(Data items)
------------------------

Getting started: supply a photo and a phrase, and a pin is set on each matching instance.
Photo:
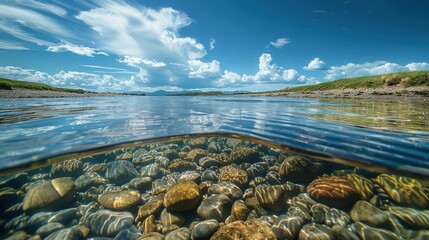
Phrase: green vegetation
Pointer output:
(402, 79)
(7, 84)
(214, 93)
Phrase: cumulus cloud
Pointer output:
(80, 50)
(212, 42)
(315, 64)
(200, 69)
(138, 62)
(147, 33)
(279, 43)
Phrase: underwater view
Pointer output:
(210, 188)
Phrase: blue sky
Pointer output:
(124, 46)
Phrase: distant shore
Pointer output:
(29, 93)
(365, 93)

------------------------

The data above should be restated exactly, with its images dropped.

Getting started: supply a photo and a phrase, and a pin is set on each matching instance.
Photo:
Phrase: green vegetation
Pointer output:
(402, 79)
(7, 84)
(214, 93)
Phrase: cumulus cloud
Pointer output:
(80, 50)
(212, 42)
(315, 64)
(200, 69)
(138, 62)
(147, 33)
(279, 43)
Phrase: underwater view
Pointer output:
(210, 188)
Phrase: blue sky
Pointer output:
(124, 46)
Phrase: distant shore
Pointer output:
(29, 93)
(365, 93)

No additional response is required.